◆ Your task ◆
Can you quote the lines below exactly, starting at the line with "Accessibility service: describe where the door frame" and going through the last one?

◆ Data records ◆
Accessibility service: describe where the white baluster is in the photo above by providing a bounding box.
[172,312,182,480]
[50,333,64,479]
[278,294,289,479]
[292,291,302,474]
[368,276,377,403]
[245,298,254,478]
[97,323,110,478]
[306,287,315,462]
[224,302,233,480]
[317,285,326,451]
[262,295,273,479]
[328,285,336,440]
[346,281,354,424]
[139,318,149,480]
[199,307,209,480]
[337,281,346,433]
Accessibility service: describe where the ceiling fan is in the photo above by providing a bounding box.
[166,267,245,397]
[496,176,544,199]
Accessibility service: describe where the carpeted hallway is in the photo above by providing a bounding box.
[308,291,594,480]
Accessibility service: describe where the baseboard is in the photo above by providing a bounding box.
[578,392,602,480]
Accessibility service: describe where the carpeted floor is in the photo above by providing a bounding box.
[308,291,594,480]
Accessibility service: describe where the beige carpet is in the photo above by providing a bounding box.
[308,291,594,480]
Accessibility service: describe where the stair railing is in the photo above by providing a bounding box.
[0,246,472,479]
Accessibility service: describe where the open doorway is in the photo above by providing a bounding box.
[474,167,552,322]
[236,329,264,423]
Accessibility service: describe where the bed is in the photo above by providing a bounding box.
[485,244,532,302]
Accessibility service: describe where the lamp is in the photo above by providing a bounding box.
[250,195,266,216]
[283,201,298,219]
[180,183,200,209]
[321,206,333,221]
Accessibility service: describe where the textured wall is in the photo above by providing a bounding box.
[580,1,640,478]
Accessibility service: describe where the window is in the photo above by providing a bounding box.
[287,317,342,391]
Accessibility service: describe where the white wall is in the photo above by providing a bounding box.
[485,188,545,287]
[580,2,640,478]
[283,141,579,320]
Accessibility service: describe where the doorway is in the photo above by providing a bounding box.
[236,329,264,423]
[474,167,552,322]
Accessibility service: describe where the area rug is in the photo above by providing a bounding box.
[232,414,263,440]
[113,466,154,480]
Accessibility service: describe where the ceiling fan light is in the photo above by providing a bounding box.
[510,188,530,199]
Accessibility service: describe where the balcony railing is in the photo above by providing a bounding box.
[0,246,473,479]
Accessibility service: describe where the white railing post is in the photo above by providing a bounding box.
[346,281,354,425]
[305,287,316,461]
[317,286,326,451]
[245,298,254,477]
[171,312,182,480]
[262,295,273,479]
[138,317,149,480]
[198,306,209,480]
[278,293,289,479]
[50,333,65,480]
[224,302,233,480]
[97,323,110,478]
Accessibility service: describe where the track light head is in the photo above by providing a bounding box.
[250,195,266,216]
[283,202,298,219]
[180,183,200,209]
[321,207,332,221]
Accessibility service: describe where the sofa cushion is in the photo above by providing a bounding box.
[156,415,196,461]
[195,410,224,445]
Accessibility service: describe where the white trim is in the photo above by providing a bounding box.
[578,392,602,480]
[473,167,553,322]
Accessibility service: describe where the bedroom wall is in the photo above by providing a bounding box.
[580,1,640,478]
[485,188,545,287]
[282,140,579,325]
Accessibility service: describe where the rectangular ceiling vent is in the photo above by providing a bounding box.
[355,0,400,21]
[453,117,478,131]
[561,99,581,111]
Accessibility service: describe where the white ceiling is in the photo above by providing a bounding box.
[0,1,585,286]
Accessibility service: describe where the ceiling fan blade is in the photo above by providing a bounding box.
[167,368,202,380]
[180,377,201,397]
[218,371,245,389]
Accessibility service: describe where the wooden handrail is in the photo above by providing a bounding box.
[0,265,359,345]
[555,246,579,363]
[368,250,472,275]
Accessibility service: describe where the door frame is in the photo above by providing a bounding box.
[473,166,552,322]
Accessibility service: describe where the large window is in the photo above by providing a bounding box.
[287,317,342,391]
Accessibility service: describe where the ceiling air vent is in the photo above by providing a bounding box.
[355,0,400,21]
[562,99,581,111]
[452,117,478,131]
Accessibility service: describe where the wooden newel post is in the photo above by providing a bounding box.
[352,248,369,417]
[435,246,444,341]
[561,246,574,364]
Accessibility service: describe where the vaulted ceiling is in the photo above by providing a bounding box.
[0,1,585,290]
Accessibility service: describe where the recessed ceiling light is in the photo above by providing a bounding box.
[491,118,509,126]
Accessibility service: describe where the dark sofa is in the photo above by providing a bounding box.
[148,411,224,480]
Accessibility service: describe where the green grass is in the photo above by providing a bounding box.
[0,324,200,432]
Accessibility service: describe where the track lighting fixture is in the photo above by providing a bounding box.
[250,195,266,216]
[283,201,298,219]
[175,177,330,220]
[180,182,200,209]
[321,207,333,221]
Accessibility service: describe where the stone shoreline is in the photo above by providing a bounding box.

◆ Response to this task ◆
Accessibility service: describe where the door frame is in the photo above by providing a bounding box.
[473,166,552,322]
Accessibility service: describe where the large window is in the photo above by providing a bounding box.
[287,317,342,391]
Accessibility service: describe where the ceiling air vent is in the photo above by providing a bounding box.
[355,0,400,21]
[562,99,581,111]
[452,117,478,131]
Accessibility service: describe where the wooden newel post is in the photo above by providing a bounding box.
[352,248,369,417]
[435,246,444,341]
[561,246,574,364]
Accessibility service: describe where the vaulted ceiling is in the photo above by providing a bounding box.
[0,1,585,290]
Accessibility service: describe where the recessed ceiling light is in the photo above by providing a bounding box.
[491,118,509,126]
Accessibility service: describe where the dark sofa is in the photo above by providing a bounding box.
[148,411,224,480]
Accessibility service: describe where the green grass is in the photo above by providing a bounding box.
[0,324,200,432]
Accessibility service: describe where the track lighting fixture is in the photo above by providing a bounding box.
[250,195,266,216]
[283,201,298,219]
[175,177,330,220]
[180,182,200,209]
[321,207,333,221]
Accessibility service: describe where the stone shoreline is in the photo above by providing a bounding box.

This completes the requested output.